任务说明 1. 判断以下三个说法是否与告警日志监控脚本的摘录相符，逐条回答“是”或“否”，并原样引用摘录中起决定作用的文字：(a) 该监控方式采用Perl与Shell相结合；(b) 2013-07-02的那次修改是为脚本添加注释；(c) 作者认为Shell处理字符串比Perl更方便。
任务说明 2.
根据告警日志监控脚本的摘录，分行回答以下问题：
(a) 脚本的文件名是什么？
(b) 脚本运行时必须传入几个参数？
(c) 修改记录中的版本号是多少？

原文摘录.
接下来看看如何监控告警日志文件的ORA错误,这里是采用Perl结合Shell的方式,因为Shell获取错误的时间、行数等不如Perl操作字符串方便。

monitoring_alert_log.pl
  1. #**********************************************************************************
  2. #       FileName         :monitoring_alert_log.pl
  3. #**********************************************************************************
  4. #       Author           :Kerry
  5. #       CreateDate       :2013-07-01
  6. #       blogs           :www.cnblogs.com/kerrycode
  7. #       Description      :check the alert log and find out the ora error
  8. #**********************************************************************************
  9. #    Modified Date    Modified User     Version   Modified Reason
  10. #    2013-07-02         Kerry          V01.0.1    add comment for this script
  11. #***********************************************************************************
  12. #! /usr/bin/perl
  13. use strict;
  14. my($argv) = @ARGV;
  15. if ( @ARGV != 1)
  16. {
  17. print '
  18. Parameter error:  you must assined the alert log file as a input parameter or the number of prarameter is not right.

展示材料.

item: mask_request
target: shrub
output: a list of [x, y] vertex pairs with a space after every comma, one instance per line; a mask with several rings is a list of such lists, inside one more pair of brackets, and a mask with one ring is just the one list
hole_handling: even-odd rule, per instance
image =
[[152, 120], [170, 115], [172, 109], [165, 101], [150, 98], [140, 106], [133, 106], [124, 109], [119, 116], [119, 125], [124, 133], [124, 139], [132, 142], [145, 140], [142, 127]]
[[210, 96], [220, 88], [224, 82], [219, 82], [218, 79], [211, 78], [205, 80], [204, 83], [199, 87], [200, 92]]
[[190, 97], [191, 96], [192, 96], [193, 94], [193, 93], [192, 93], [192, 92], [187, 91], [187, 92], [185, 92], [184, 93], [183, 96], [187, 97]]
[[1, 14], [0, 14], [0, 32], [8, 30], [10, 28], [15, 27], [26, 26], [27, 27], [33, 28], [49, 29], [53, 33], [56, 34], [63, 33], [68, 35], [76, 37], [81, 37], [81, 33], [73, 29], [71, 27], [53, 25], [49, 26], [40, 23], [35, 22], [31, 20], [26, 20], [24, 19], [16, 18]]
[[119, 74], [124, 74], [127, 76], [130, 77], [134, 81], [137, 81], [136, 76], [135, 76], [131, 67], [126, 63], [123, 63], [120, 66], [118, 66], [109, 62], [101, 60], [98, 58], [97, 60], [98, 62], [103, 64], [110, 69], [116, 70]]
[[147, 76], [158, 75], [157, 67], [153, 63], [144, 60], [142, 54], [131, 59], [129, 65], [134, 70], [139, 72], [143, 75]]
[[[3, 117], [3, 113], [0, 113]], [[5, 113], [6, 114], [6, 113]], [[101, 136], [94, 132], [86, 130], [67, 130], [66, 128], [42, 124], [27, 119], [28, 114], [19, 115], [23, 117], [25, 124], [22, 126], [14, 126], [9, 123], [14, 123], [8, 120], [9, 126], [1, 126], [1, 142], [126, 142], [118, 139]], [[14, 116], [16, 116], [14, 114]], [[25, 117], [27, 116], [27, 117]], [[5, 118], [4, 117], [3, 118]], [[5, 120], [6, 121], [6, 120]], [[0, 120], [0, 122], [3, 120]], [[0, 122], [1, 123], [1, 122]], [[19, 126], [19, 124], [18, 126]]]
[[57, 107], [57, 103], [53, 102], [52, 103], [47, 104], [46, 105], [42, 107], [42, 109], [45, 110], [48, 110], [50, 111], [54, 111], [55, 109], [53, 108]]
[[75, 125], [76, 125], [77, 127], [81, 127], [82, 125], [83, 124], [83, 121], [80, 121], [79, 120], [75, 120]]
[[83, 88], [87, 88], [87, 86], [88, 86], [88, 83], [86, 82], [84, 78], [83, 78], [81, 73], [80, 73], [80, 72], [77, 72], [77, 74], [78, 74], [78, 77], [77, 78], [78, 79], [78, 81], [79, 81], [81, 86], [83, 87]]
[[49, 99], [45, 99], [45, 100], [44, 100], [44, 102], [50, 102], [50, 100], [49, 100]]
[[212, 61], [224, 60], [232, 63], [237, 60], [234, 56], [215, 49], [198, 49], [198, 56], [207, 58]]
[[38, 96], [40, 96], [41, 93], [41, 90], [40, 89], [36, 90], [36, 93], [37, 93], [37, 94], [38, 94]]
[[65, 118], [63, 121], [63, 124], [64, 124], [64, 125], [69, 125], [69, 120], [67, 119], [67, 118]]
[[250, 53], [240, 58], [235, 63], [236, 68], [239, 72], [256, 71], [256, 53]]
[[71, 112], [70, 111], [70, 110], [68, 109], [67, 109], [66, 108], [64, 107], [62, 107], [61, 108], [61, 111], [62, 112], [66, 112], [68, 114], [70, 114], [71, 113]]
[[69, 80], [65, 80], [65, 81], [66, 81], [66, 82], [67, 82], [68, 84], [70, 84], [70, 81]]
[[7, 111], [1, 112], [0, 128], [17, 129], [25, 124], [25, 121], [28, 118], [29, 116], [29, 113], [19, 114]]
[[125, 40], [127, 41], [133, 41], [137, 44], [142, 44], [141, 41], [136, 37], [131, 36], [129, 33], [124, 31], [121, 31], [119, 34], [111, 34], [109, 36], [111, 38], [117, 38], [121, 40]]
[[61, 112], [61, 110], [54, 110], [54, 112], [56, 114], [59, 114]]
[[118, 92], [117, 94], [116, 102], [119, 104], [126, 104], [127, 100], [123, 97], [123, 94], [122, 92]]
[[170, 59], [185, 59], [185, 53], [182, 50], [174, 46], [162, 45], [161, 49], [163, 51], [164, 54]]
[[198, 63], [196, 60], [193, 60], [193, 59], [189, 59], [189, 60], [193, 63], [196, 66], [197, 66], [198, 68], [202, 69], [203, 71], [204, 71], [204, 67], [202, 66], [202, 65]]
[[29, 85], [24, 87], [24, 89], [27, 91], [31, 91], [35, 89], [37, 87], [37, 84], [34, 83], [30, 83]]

参考答案 1.
(a) 是。“采用Perl结合Shell的方式”
(b) 是。“add comment for this script”
(c) 否。“Shell获取错误的时间、行数等不如Perl操作字符串方便”

参考答案 2.
(a) monitoring_alert_log.pl
(b) 一个，即告警日志文件。
(c) V01.0.1